Extract every line of the items below that contains the string "roof", treating case as significant.

◆ Available data:
....

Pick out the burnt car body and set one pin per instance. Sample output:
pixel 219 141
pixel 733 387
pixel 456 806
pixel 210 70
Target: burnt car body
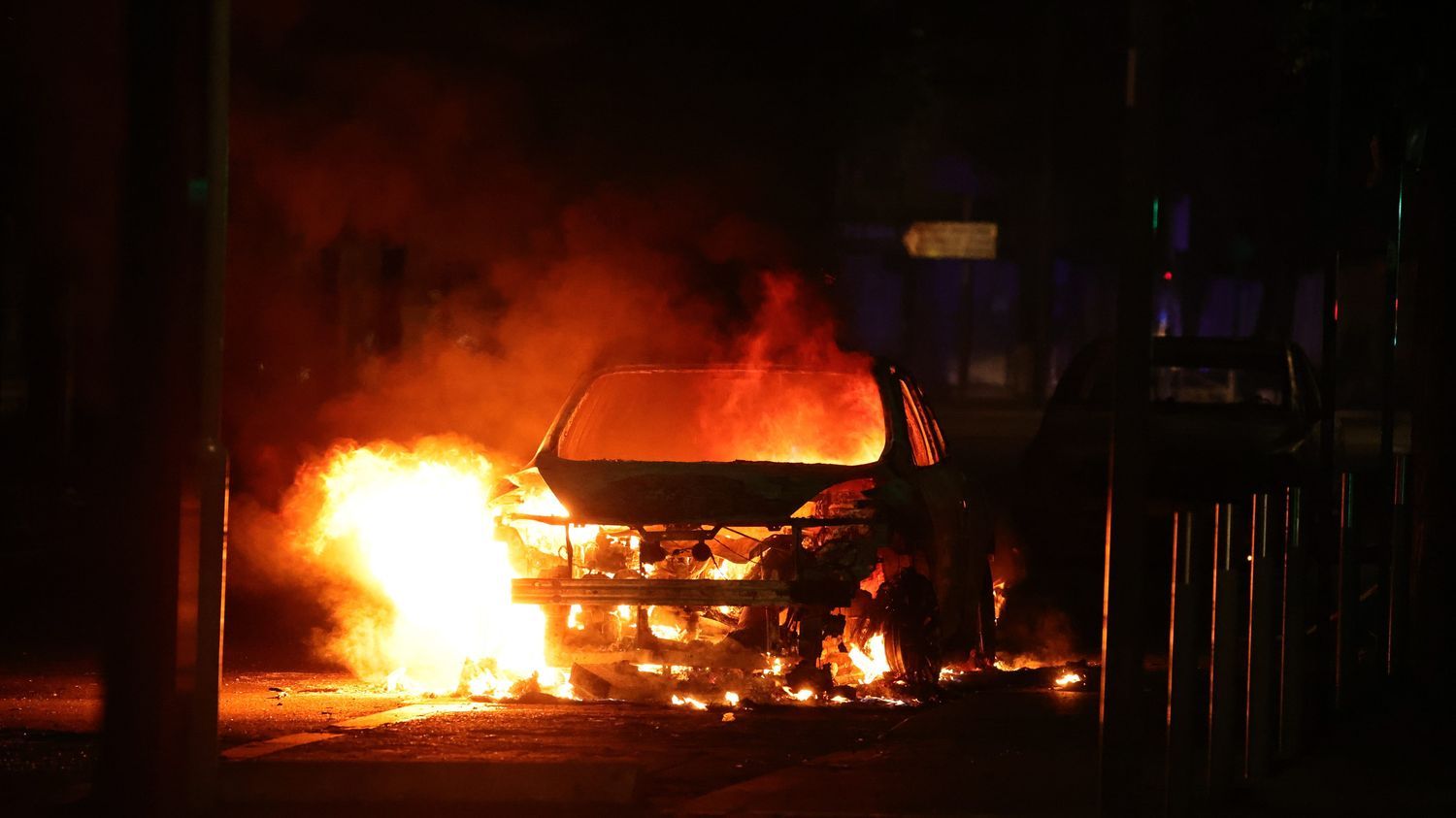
pixel 1229 416
pixel 750 511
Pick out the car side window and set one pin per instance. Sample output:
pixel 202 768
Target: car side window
pixel 926 445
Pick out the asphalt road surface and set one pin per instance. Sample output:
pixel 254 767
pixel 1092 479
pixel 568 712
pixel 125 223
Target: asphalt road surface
pixel 293 742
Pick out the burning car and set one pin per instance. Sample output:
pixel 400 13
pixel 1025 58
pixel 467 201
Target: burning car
pixel 750 517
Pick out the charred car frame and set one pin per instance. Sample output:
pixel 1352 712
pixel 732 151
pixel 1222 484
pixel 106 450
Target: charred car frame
pixel 788 538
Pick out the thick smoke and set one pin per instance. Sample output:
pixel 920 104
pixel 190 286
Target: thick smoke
pixel 381 189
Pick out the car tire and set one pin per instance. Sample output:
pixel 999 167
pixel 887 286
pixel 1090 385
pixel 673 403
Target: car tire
pixel 911 628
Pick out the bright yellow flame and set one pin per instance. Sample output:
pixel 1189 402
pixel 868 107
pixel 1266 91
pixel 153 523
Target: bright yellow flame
pixel 428 585
pixel 871 660
pixel 669 632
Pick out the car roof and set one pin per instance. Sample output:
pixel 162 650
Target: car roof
pixel 1188 349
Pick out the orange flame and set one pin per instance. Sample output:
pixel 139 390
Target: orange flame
pixel 425 582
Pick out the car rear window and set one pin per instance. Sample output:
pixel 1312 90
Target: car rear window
pixel 727 415
pixel 1242 386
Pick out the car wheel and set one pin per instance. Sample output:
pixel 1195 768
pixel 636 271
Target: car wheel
pixel 910 628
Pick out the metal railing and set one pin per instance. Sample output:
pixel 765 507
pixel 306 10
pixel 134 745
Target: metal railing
pixel 1269 626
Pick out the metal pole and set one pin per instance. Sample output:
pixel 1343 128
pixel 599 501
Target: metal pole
pixel 1184 614
pixel 1347 602
pixel 206 670
pixel 1258 703
pixel 1121 738
pixel 1223 654
pixel 1293 637
pixel 1400 568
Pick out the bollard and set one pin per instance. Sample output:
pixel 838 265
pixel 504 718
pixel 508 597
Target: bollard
pixel 1347 600
pixel 1184 616
pixel 1295 631
pixel 1400 578
pixel 1258 698
pixel 1223 654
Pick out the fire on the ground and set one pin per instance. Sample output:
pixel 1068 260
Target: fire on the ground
pixel 431 536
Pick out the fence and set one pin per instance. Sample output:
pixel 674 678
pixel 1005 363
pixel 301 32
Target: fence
pixel 1273 605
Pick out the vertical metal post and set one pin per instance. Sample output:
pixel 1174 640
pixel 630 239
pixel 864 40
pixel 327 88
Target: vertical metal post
pixel 210 579
pixel 1347 602
pixel 1258 703
pixel 1293 635
pixel 1121 736
pixel 571 552
pixel 1184 616
pixel 1223 654
pixel 1400 579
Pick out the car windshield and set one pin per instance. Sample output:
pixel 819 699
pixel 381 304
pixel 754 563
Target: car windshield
pixel 1242 386
pixel 725 415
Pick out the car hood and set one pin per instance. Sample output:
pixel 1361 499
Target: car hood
pixel 635 494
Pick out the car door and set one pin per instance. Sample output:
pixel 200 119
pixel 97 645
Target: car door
pixel 941 492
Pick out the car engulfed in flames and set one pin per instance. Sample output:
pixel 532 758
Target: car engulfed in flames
pixel 711 536
pixel 788 523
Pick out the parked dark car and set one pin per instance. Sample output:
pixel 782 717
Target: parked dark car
pixel 1229 416
pixel 722 515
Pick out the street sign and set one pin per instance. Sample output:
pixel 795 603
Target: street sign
pixel 951 241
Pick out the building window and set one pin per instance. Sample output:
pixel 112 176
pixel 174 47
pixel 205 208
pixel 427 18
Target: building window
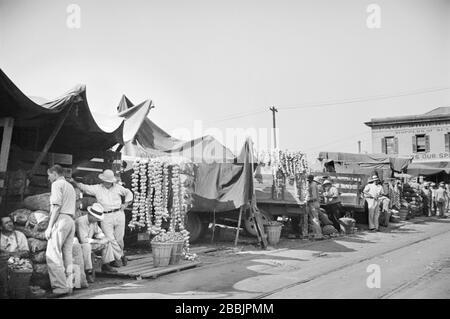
pixel 421 143
pixel 389 145
pixel 447 142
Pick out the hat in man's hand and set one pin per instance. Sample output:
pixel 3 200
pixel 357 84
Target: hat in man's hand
pixel 373 179
pixel 96 210
pixel 107 176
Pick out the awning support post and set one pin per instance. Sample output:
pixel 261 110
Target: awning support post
pixel 7 123
pixel 239 226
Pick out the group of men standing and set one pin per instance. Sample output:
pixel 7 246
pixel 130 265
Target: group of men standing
pixel 436 199
pixel 63 229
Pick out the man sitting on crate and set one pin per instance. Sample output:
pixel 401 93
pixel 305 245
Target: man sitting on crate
pixel 12 242
pixel 332 203
pixel 92 239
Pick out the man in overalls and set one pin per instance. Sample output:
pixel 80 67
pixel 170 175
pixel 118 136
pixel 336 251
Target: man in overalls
pixel 109 194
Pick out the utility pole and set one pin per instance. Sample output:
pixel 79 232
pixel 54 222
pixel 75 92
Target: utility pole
pixel 274 110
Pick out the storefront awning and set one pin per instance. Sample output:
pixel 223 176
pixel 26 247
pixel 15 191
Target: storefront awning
pixel 428 168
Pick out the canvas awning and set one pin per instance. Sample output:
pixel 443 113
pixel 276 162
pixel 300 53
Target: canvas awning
pixel 151 139
pixel 368 161
pixel 34 123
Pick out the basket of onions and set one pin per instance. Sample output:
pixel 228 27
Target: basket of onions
pixel 162 249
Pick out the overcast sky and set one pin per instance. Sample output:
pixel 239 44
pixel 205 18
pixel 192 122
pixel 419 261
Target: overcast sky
pixel 214 60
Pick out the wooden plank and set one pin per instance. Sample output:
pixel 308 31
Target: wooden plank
pixel 166 270
pixel 150 271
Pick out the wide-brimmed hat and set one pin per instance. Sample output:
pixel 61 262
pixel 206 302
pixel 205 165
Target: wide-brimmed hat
pixel 107 176
pixel 373 179
pixel 96 210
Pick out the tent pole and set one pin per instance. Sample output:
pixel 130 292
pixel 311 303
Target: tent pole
pixel 239 225
pixel 214 225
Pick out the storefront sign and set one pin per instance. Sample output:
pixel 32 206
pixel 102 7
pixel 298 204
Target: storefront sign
pixel 431 156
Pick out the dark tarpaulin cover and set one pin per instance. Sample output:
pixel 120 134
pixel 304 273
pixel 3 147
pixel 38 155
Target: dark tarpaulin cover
pixel 368 161
pixel 79 132
pixel 221 182
pixel 224 186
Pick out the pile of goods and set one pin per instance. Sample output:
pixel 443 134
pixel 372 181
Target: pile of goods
pixel 33 221
pixel 16 263
pixel 287 166
pixel 162 189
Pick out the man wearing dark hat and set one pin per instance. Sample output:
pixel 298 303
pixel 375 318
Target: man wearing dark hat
pixel 314 206
pixel 372 194
pixel 426 196
pixel 109 194
pixel 332 203
pixel 441 198
pixel 91 239
pixel 433 199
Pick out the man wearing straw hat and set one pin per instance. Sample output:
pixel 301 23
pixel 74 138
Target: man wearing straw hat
pixel 372 194
pixel 109 194
pixel 314 206
pixel 441 198
pixel 91 239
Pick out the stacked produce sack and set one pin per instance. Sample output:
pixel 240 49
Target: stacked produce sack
pixel 33 221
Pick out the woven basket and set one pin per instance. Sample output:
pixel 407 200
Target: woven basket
pixel 19 284
pixel 273 233
pixel 177 251
pixel 161 253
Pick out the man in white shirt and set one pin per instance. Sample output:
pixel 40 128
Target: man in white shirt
pixel 12 242
pixel 109 194
pixel 91 239
pixel 60 232
pixel 372 193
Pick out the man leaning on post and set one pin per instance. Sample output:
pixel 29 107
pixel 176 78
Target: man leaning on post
pixel 92 239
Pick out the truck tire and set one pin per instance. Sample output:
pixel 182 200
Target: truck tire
pixel 195 227
pixel 249 224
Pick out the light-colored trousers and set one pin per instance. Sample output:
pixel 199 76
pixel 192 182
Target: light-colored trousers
pixel 313 211
pixel 109 254
pixel 59 253
pixel 440 209
pixel 113 226
pixel 374 213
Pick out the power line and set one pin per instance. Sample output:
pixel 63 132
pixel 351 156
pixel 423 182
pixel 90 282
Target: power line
pixel 347 138
pixel 324 104
pixel 362 99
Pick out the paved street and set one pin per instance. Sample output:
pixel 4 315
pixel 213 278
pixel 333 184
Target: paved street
pixel 413 261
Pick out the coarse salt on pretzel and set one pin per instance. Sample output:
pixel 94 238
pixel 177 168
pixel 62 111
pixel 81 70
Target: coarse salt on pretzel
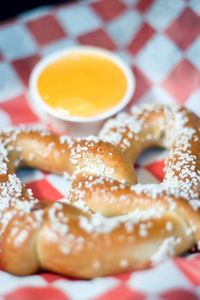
pixel 122 225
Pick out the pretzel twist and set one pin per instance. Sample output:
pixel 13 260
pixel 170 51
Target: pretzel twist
pixel 121 225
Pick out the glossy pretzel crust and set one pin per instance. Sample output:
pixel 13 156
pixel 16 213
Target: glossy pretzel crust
pixel 110 224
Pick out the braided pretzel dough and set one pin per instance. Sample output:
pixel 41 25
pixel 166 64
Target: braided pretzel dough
pixel 121 225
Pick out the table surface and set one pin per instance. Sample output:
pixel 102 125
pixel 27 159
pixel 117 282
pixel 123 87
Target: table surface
pixel 161 41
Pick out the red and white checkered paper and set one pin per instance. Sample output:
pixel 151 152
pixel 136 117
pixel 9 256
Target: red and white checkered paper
pixel 160 39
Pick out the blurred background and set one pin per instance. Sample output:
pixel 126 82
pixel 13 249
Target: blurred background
pixel 11 8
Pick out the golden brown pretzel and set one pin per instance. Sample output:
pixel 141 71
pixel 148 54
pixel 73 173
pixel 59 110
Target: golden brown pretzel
pixel 125 225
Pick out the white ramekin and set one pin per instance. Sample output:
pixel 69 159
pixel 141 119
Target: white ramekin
pixel 77 126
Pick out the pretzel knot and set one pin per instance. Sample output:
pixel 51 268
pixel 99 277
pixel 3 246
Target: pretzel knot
pixel 109 224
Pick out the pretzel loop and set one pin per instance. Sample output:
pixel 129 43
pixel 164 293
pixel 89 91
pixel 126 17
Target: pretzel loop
pixel 110 224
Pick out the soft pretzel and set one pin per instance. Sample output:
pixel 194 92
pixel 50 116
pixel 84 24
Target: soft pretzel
pixel 121 225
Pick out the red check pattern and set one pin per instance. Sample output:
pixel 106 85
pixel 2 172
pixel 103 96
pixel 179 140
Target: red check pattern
pixel 161 42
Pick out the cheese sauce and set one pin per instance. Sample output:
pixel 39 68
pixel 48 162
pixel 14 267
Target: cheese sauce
pixel 82 85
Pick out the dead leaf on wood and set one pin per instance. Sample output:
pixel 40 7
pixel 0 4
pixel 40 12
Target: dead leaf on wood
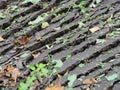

....

◆ Solution for this problem:
Pick out the car roof and set one pin per instance. Sample output:
Target: car roof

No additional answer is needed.